[Available data Boundary: Start]
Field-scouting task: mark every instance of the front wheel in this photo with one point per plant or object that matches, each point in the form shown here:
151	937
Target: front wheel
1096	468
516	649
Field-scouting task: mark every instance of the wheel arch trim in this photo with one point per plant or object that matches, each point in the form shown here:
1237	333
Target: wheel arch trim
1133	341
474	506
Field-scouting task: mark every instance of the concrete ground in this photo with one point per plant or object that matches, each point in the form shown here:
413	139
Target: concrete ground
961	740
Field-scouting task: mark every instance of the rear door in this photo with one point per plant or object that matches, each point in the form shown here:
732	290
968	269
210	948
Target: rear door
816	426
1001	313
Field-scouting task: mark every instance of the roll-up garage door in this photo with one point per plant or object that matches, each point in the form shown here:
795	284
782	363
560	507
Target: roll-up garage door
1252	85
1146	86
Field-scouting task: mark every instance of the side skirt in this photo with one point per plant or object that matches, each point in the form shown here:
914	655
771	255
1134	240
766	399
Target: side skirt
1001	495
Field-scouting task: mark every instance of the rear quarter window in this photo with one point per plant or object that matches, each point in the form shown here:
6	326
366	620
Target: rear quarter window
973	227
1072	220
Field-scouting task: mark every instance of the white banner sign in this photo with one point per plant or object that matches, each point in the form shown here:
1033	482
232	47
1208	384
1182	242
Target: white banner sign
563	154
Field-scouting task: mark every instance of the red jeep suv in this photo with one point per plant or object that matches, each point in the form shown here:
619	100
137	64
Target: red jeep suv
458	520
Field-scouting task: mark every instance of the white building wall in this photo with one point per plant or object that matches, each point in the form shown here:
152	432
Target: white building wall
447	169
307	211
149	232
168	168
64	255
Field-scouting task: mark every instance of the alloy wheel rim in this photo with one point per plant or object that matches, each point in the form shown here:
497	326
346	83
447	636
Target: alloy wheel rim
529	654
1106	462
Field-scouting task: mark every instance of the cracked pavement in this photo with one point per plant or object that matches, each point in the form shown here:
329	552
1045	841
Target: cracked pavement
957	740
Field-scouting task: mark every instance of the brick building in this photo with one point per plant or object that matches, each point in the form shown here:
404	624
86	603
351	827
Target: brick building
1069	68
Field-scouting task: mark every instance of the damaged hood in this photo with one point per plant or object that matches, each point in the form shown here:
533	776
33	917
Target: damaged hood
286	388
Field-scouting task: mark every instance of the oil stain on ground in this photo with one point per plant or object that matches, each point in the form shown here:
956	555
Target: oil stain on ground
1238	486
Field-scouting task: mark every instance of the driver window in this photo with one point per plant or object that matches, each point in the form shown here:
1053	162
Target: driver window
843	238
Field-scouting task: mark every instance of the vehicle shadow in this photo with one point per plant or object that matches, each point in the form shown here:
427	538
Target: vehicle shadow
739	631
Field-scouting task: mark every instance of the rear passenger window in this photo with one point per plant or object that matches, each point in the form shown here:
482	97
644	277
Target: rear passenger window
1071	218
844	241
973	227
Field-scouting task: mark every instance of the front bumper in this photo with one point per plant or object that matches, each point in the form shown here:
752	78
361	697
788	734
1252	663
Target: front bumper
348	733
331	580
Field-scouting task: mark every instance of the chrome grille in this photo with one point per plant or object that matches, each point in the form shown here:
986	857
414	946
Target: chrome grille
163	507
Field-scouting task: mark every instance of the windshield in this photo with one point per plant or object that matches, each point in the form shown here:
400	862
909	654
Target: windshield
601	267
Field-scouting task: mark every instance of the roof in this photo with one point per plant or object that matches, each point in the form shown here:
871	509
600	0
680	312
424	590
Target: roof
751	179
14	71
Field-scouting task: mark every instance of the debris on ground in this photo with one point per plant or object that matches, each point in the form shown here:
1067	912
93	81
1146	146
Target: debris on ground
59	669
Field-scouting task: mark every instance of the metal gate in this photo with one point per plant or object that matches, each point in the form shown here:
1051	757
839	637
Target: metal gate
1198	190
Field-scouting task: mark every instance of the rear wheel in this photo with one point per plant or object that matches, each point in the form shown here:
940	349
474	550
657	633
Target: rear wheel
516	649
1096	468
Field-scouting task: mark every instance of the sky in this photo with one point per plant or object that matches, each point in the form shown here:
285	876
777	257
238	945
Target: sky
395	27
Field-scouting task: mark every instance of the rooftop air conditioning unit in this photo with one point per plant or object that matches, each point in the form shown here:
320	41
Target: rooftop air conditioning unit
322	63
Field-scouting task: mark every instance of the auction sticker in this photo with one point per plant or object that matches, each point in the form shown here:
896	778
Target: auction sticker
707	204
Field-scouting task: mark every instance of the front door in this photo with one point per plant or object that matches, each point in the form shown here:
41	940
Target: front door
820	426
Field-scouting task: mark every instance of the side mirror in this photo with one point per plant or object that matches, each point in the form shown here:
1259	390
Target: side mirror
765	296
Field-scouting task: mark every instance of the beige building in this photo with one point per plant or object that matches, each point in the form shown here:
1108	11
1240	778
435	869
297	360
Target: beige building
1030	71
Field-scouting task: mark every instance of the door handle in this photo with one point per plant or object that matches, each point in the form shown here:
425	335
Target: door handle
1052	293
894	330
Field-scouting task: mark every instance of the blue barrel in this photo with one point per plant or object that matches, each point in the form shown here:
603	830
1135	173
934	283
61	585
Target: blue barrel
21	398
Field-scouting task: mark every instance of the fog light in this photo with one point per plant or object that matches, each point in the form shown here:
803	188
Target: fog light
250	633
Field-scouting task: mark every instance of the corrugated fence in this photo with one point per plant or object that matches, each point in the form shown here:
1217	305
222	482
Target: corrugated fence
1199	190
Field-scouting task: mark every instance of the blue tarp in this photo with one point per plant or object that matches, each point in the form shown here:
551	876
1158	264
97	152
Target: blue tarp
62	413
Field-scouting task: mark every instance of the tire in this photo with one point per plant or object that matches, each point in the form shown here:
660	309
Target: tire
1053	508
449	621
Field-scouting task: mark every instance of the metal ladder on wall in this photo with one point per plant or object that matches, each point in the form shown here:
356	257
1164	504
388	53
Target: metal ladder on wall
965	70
[Available data Boundary: End]
→ Directions: Take the data above and return it exactly.

→ Response area:
Field-scouting task: mark every instance of the front wheel in this photo with one point per plant or object that matches, each point in the form shown here:
151	937
Target: front wheel
1096	468
516	649
Field-scouting task: mark every instance of the wheel arch trim in this photo with one point per plant or object that matches, each point in the form shown here:
1237	333
Target: wheel arch trim
1133	341
474	506
Field-scouting task: mark every instance of the concrete ground in this photo with one point per plant or object that matches, each point in the form shown here:
413	139
Target: concrete ground
961	740
Field-scouting task: mark every instance of the rear door in this photo with one point per plant or object that matches, each point in the form shown here:
732	290
968	269
210	948
Target: rear door
816	426
1001	313
Field-scouting task: mark every instance of the roll-up garage door in this photo with one point per plant or object that matches, each point in the form shown here:
795	284
782	363
560	507
Target: roll-up garage door
1252	85
1146	86
Field-scouting task: mark every instance of the side skirt in this photo with one point per plant or object that matches, each point in the form shown here:
914	655
771	255
1134	240
766	399
Target: side skirt
1001	495
Field-scouting task: mark every instance of the rear quarter window in this photo with one point per plant or object that matches, each point in the form shown here:
6	326
366	620
Target: rear quarter window
973	227
1072	220
Field-scouting task: mark every instance of the white banner sign in this photo with one point per plant or object that matches, each point in the form shown here:
1033	482
232	47
1208	384
1182	242
Target: white banner sign
563	154
Field-scouting task: mark every instance of the red jeep suv in this photo with one point per plant or object that matches, each point in the form shown here:
619	100
137	64
Target: red jeep suv
458	520
Field-scouting task: mark every instance of the white building wall in this photo with one point per plant or object that matches, each point in the form shown here:
152	432
Target: white building wall
447	169
307	211
149	232
168	168
64	255
Field-scouting task: mark every instance of the alloy wheel rim in this photo with one point per plant or object that matches, each point in the form shown here:
497	326
346	83
447	636
Target: alloy wheel rim
529	654
1106	462
Field-scouting task: mark every instance of the cracked pavement in this photo with one point per plant or object that matches, each point in the form shown here:
329	552
1045	841
Target: cracked pavement
957	740
Field-scouting task: mark every instance of the brick building in this photo with one point per plant or object that matches, each point in the form shown here:
404	624
86	603
351	827
Target: brick building
1069	68
Field-scouting task: mark every instance of the damaged hood in this photo with one point per plant or object that matches, each point in the form shown here:
533	776
33	917
Target: damaged hood
286	388
Field-scouting task: mark every instance of the oil stain on ground in this photo with one point per plant or object that matches, each point in the form shown here:
956	555
Target: oil stain on ground
1238	486
Field-scouting task: mark every instance of the driver window in this photo with one point per plant or object that matches, each point in the form shown here:
1053	162
Target: driver window
843	238
Field-scouting task: mark every instance of the vehicle shadow in this photo with one point per plant or object that matches, each point in the form shown here:
427	538
Target: vehicle shadow
739	631
Field-scouting task: mark every instance of the rear passenger window in this photo with one point per plant or object that matches, each point in the form shown here:
482	97
644	277
Target: rear passenger window
1071	218
844	241
973	227
Field-scouting task: mark every instance of the front bumper in this photo with one point per plant or object that matches, each point in the form shown here:
752	78
361	697
788	734
1252	663
Target: front bumper
348	733
331	580
Field-scouting task: mark every instance of the chrome grille in this photo with one point per plant or object that matches, each point in the form shown here:
986	857
414	946
Target: chrome grille
163	507
Field-scouting task: mark every instance of the windshield in this photo with one point per plant or object that matches, each point in the form shown here:
400	862
909	654
Target: windshield
601	267
Field-scouting task: mark every instance of the roof in this photo with one point per plant or object that matches, each point in the form shown here:
871	509
600	0
680	312
424	590
Target: roof
751	179
14	71
Field-scouting task: mark every instance of the debris on ground in this photo with one point per plant or object that matches, each point in the form shown here:
1067	912
93	81
1146	146
Target: debris on ground
59	669
Field-scouting task: mark every instance of the metal gate in this photo with one point per plant or object that matches, each point in the form shown here:
1051	757
839	637
Target: metal gate
1198	190
Field-scouting task: mark every instance of the rear wheel in this photo with one point per plant or object that matches, each point in the form shown here:
940	349
474	550
657	633
Target: rear wheel
516	649
1096	468
Field-scouting task: mark every instance of the sky in this photo with one point per plant or object that matches, each point in the form shown here:
285	876
777	257
238	945
Target: sky
395	27
Field-scouting task: mark every instance of the rooftop air conditioning unit in this photo with one point per plant or object that matches, each point in the form shown here:
320	41
Target: rooftop air conditioning unit
322	63
Field-scouting task: mark every instance of the auction sticker in this photo with one point per plant or object that matches, each point in the form shown here:
896	778
Target: auction sticker
707	204
Field-scouting task: mark every instance of the front door in this photo with one point per plant or object that matches, each point in the form shown here:
41	940
Target: front door
820	426
Field-scouting task: mark every instance of the side mirror in this photo with one point per plant or object that matches, each point in the form shown here:
1259	390
Target: side mirror
765	296
Field-scouting task: mark every instance of the beige building in this photo with one point per plant or object that matches, each point in the form shown here:
1108	11
1240	778
435	869
297	360
Target: beige building
1030	71
Field-scouting task: mark every instance of the door handle in this photo with one point per plant or object that matches, each point in the form shown here:
425	335
Target: door handle
1052	293
894	330
Field-scouting task: mark every instance of the blue barrel in this photo with one point per plant or object that matches, each point in the form shown here:
603	830
1135	173
934	283
61	585
Target: blue barrel
21	398
Field-scouting task: mark every instance of the fog light in this photo with one point per plant or object that matches, each point in the form shown here:
803	188
Target: fog light
250	633
Field-scouting task: mark every instance of the corrugated fence in this photo with one point per plant or object that matches, each point in the form shown here:
1217	305
222	482
Target: corrugated fence
1199	190
Field-scouting task: mark every instance of the blue tarp in this photo with one point per plant or object that matches, each point in the form shown here:
551	876
1158	264
97	152
Target: blue tarp
62	413
Field-scouting task: mark every instance of the tire in this photo with one point per plant or object that matches, each point in the form shown here:
660	309
Target: tire
1053	508
449	621
Field-scouting task: mark every instance of the metal ladder on wall in this photo with one point per plant or object that matches, each point in the form shown here:
356	257
1164	504
388	53
Target: metal ladder on wall
965	70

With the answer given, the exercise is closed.